##### Records for the exercise #####

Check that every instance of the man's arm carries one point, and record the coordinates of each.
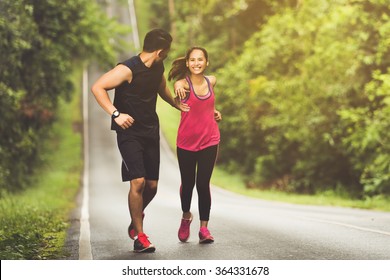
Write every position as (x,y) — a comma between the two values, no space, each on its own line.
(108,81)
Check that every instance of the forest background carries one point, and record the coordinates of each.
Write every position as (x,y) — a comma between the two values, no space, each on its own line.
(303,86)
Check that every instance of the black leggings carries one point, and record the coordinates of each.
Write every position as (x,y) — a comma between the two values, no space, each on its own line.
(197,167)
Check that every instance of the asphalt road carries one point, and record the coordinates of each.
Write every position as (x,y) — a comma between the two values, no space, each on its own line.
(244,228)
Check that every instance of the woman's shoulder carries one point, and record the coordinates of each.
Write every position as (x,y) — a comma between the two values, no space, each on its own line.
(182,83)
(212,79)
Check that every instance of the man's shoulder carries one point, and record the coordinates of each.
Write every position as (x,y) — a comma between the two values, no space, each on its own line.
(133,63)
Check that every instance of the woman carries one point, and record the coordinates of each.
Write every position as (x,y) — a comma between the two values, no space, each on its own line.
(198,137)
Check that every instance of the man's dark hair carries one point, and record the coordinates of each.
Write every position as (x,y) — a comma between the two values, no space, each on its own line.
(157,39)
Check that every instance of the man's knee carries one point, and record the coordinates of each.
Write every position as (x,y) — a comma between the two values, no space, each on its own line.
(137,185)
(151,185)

#####
##### Records for the exercise #####

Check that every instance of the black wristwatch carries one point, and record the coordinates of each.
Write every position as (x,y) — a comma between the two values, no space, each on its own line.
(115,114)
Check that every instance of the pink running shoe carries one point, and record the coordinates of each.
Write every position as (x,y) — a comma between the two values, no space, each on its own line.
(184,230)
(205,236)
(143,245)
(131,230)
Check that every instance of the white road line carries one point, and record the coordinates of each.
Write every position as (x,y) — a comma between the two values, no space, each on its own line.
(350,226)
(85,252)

#####

Aim: Select every line of the rows above that contains the word "woman". Matching is case-sensitive.

Reply:
Check that every instance of the woman's shoulder carries one point, and record the coordinates of each.
Check that every instance of the woman carries one point, and record the coordinates of each.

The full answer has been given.